» **Object position labeling entries**:
────────────────

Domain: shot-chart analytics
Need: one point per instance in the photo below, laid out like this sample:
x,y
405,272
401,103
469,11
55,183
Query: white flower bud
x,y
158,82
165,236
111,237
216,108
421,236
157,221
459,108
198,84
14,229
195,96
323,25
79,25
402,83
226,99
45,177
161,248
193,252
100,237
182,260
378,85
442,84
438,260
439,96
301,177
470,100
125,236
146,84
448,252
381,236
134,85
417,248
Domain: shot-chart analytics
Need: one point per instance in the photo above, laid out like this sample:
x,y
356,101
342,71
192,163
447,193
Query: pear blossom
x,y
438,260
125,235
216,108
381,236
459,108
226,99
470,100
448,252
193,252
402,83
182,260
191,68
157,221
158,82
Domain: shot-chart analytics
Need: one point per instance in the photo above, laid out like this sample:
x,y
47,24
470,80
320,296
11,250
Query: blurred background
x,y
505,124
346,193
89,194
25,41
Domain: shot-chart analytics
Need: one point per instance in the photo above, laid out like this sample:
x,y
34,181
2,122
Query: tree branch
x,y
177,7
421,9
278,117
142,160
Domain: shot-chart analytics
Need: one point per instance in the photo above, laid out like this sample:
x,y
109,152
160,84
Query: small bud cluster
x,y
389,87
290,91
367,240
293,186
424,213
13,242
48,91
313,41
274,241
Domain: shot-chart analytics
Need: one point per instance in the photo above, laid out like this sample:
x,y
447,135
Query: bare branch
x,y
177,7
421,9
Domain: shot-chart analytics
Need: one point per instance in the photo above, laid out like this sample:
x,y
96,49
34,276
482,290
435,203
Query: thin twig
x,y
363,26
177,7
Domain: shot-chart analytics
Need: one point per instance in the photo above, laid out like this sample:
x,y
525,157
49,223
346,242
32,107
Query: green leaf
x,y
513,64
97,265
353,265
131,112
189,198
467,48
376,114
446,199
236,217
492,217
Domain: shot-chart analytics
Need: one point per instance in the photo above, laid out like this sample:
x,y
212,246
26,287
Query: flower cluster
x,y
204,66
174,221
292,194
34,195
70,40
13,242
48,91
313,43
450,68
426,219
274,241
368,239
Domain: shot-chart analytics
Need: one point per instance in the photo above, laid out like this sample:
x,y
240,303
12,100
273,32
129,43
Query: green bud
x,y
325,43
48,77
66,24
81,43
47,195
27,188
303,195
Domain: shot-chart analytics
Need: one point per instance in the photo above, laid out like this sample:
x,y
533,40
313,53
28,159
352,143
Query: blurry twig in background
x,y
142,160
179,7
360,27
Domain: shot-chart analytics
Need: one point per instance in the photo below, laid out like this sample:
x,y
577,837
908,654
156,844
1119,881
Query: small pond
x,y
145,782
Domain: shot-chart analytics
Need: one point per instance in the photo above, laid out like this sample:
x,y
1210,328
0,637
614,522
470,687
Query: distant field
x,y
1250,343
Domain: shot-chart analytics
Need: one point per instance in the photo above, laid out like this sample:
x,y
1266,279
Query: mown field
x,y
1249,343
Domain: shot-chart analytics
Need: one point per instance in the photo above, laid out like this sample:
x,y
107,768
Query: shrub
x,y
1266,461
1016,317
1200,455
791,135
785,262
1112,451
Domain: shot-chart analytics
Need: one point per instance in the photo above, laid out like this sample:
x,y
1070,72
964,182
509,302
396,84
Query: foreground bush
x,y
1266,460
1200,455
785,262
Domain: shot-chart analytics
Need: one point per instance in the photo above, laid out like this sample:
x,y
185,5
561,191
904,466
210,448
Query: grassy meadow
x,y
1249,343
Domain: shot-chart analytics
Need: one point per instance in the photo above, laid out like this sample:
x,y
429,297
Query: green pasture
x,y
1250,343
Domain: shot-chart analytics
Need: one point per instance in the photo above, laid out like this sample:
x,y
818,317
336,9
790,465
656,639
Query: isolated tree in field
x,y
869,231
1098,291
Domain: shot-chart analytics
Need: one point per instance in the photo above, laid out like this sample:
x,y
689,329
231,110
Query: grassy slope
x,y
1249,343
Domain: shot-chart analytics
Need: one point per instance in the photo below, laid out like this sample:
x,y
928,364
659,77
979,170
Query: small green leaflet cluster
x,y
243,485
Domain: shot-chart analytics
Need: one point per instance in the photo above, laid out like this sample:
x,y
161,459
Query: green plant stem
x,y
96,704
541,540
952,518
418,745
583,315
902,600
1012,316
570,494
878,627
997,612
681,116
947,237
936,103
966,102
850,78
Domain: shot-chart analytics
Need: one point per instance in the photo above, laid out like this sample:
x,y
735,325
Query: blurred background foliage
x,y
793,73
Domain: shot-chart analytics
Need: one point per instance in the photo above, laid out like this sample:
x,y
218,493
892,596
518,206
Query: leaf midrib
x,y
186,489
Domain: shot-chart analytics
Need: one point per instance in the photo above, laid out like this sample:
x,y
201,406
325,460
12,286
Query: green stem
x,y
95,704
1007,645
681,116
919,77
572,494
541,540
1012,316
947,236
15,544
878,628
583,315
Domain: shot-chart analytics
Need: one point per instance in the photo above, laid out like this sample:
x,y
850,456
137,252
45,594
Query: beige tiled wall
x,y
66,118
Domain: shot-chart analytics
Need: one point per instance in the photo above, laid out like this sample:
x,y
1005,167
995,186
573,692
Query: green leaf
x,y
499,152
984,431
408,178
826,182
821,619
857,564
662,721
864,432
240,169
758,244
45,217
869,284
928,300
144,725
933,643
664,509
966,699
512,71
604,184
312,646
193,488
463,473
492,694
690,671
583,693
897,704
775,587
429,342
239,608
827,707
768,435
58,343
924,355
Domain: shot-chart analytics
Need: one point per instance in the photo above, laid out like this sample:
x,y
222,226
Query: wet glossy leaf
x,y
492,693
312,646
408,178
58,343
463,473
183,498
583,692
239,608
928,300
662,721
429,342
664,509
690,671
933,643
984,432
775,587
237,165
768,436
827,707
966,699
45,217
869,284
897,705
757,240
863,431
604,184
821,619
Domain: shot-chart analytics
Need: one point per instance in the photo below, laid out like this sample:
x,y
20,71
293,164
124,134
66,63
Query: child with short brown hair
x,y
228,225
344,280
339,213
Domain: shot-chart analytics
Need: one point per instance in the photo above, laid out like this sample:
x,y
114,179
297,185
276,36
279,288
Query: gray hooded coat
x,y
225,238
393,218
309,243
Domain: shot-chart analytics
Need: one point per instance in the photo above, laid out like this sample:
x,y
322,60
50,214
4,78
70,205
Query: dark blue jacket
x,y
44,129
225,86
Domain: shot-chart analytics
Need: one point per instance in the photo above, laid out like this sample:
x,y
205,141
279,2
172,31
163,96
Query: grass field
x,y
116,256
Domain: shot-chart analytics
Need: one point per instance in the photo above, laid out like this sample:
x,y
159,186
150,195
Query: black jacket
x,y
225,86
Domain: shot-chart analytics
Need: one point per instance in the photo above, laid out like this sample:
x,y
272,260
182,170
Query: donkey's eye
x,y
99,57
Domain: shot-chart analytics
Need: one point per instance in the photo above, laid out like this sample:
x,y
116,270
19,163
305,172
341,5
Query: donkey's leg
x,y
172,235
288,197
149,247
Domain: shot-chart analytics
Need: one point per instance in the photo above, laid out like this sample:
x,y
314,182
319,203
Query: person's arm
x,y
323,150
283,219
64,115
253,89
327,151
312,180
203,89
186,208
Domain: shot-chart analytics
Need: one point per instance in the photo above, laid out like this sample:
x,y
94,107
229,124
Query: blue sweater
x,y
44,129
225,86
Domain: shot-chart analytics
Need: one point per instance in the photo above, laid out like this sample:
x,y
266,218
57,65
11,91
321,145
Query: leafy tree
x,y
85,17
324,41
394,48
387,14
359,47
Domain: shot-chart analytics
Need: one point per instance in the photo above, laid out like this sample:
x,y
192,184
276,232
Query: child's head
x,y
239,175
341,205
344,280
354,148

────────────────

» **WHAT IS REQUIRED**: Make an exact copy of all the data.

» **SOLUTION TO THIS PROBLEM**:
Domain: shot-chart analytics
Need: one point per instance in the photo below, laid out like this sample:
x,y
405,272
401,103
469,11
55,183
Query: white flower bud
x,y
158,82
165,236
111,237
216,108
421,236
157,221
459,108
198,84
14,229
195,96
323,25
79,25
402,83
226,99
45,177
161,248
193,252
100,237
182,260
378,85
442,84
438,260
439,96
301,177
470,100
125,236
146,84
448,252
381,236
134,85
417,248
Domain: shot-chart analytics
Need: one point per instance in the photo above, laid out like this sample:
x,y
356,101
342,71
192,163
447,193
Query: pear blossom
x,y
438,260
125,235
216,108
381,236
459,108
226,99
470,100
448,252
193,252
402,83
182,260
191,68
157,221
158,82
Domain: shot-chart analytics
Need: one point per instance in the photo above, laid out like this sample:
x,y
47,24
470,80
320,296
11,250
Query: blurred background
x,y
505,124
346,193
89,194
25,41
Domain: shot-chart analytics
Need: one point per instance in the photo above, laid out like this sample:
x,y
34,181
2,122
Query: tree branch
x,y
177,7
421,9
278,117
142,160
Domain: shot-chart analytics
Need: one point per instance in the photo above, laid out like this sample:
x,y
109,152
160,84
Query: small bud cluster
x,y
389,87
290,91
367,240
293,186
424,213
13,242
48,91
313,41
274,241
Domain: shot-chart analytics
Need: one point per instance in the photo above, laid out like this sample:
x,y
447,135
Query: bare branch
x,y
177,7
421,9
Domain: shot-chart analytics
Need: one point per instance in the photo above, laid out like this sample:
x,y
96,49
34,276
482,290
435,203
Query: thin twig
x,y
363,26
177,7
Domain: shot-chart analytics
Need: one point per instance in the photo above, laid out like this sample:
x,y
525,157
49,223
346,242
32,107
Query: green leaf
x,y
513,64
97,265
353,265
131,112
189,198
467,48
376,114
446,199
236,217
492,217
Domain: shot-chart analytics
Need: one point per instance in the photo above, laid out like this sample:
x,y
212,246
26,287
Query: flower cluster
x,y
204,66
174,221
292,194
34,195
70,40
13,242
48,91
313,43
450,68
426,219
274,241
368,239
Domain: shot-chart analytics
Need: one point per instance in the photo above, laid out like this sample:
x,y
240,303
12,100
273,32
129,43
Query: green bud
x,y
325,43
48,77
66,24
81,43
47,195
27,188
303,195
Domain: shot-chart analytics
Need: one point per instance in the photo above, laid out like this sample:
x,y
533,40
313,53
28,159
352,143
Query: blurry twig in background
x,y
142,160
179,7
360,27
Domain: shot-chart analytics
Need: one point per instance in the photo below, laid out like this sample:
x,y
577,837
908,654
156,844
1119,881
Query: small pond
x,y
145,782
Domain: shot-chart analytics
Need: one point per instance in the photo above, laid out like this sample:
x,y
1210,328
0,637
614,522
470,687
Query: distant field
x,y
1250,343
Domain: shot-chart analytics
Need: one point per instance in the photo above, laid out like this sample:
x,y
1266,279
Query: mown field
x,y
1249,343
Domain: shot-chart analytics
Need: one point per instance in the photo above, laid out like this sample:
x,y
107,768
Query: shrub
x,y
1266,461
1016,317
1200,455
791,135
785,262
1112,451
Domain: shot-chart analytics
Need: one point per instance in the photo above, laid out like this sample:
x,y
1070,72
964,182
509,302
396,84
Query: foreground bush
x,y
1266,460
1200,455
785,262
Domain: shot-chart analytics
Need: one point per instance in the photo above, laid out like this sample:
x,y
185,5
561,191
904,466
210,448
Query: grassy meadow
x,y
1249,343
Domain: shot-chart analytics
Need: one point per instance in the photo above, laid out like this sample:
x,y
429,297
Query: green pasture
x,y
1250,343
Domain: shot-chart analytics
Need: one point per instance in the photo above, laid out like this sample:
x,y
818,317
336,9
790,465
656,639
Query: isolated tree in field
x,y
869,231
1098,291
Domain: shot-chart analytics
Need: one point per instance in the photo above, laid out like this sample:
x,y
689,329
231,110
Query: grassy slope
x,y
1249,343
Domain: shot-chart analytics
Need: one point per instance in the photo below, laid out like this sample:
x,y
928,364
659,77
979,170
Query: small green leaflet cluster
x,y
243,485
Domain: shot-chart analytics
Need: one point per instance in the photo above, laid out like this sample:
x,y
161,459
Query: green plant stem
x,y
96,704
541,540
952,518
418,745
583,315
902,600
1012,316
570,494
878,627
997,612
681,116
947,237
936,103
966,102
850,78
Domain: shot-chart analytics
Need: one point per instance in the photo above, laid out like this sample:
x,y
735,325
Query: blurred background foliage
x,y
793,73
Domain: shot-chart analytics
Need: one point per instance in the photo above, laid out like this sample:
x,y
218,493
892,596
518,206
Query: leaf midrib
x,y
186,489
Domain: shot-chart analytics
Need: one point per instance in the photo above, laid out like this sample:
x,y
201,406
325,460
12,286
Query: green stem
x,y
95,704
1007,645
681,116
919,77
572,494
541,540
1012,316
947,236
15,544
878,628
583,315
Domain: shot-chart analytics
Need: one point per instance in the photo above, laid out like this sample:
x,y
850,456
137,252
45,594
Query: beige tiled wall
x,y
66,118
Domain: shot-chart analytics
Need: one point per instance in the photo above, laid out like this sample:
x,y
1005,167
995,186
573,692
Query: green leaf
x,y
499,152
984,431
408,178
826,182
821,619
857,564
662,721
864,432
240,169
758,244
45,217
869,284
928,300
144,725
933,643
664,509
966,699
512,71
604,184
312,646
193,488
463,473
492,694
690,671
583,693
897,704
775,587
429,342
239,608
827,707
768,435
58,343
924,355
Domain: shot-chart analytics
Need: one point per instance in the photo above, laid out like this sample:
x,y
222,226
Query: wet glossy leaf
x,y
492,693
312,646
408,178
58,343
463,473
183,498
583,692
239,608
928,300
662,721
429,342
664,509
690,671
933,643
984,432
775,587
237,165
768,436
827,707
966,699
45,217
869,284
897,705
757,240
863,431
604,184
821,619
Domain: shot-chart analytics
Need: one point per instance in the photo below, laid out like this sample:
x,y
20,71
293,164
124,134
66,63
Query: child with short brown hair
x,y
228,225
344,280
339,213
Domain: shot-chart analytics
Need: one point per instance in the photo above, laid out like this sample:
x,y
114,179
297,185
276,36
279,288
Query: gray hooded coat
x,y
225,238
393,218
309,243
Domain: shot-chart analytics
Need: one point per instance in the photo above, laid out like this sample:
x,y
322,60
50,214
4,78
70,205
Query: dark blue jacket
x,y
44,129
225,86
Domain: shot-chart analytics
Need: one point per instance in the photo above, laid out like this sample:
x,y
205,141
279,2
172,31
163,96
Query: grass field
x,y
116,256
Domain: shot-chart analytics
Need: one point per instance in the photo above, laid out like this sample:
x,y
159,186
150,195
Query: black jacket
x,y
225,86
Domain: shot-chart analytics
Need: one point per instance in the photo above, laid out like this sample:
x,y
272,260
182,170
Query: donkey's eye
x,y
99,57
Domain: shot-chart analytics
Need: one point per instance in the photo above, laid out like this sample:
x,y
116,270
19,163
305,172
341,5
Query: donkey's leg
x,y
172,235
288,197
149,247
Domain: shot-chart analytics
Need: one point per instance in the photo above, laid out like this sample:
x,y
314,182
319,203
Query: person's arm
x,y
323,150
283,219
64,115
253,89
327,151
312,180
203,89
186,208
Domain: shot-chart analytics
Need: one point per instance in the photo above, laid out like this sample:
x,y
94,107
229,124
Query: blue sweater
x,y
44,129
225,86
Domain: shot-chart analytics
Need: one point per instance in the photo above, laid out like this sample:
x,y
266,218
57,65
11,91
321,145
Query: leafy tree
x,y
85,17
324,41
394,48
387,14
359,47
Domain: shot-chart analytics
Need: one point per instance in the photo above, laid out like this sample:
x,y
192,184
276,232
Query: child's head
x,y
239,175
341,205
344,280
354,148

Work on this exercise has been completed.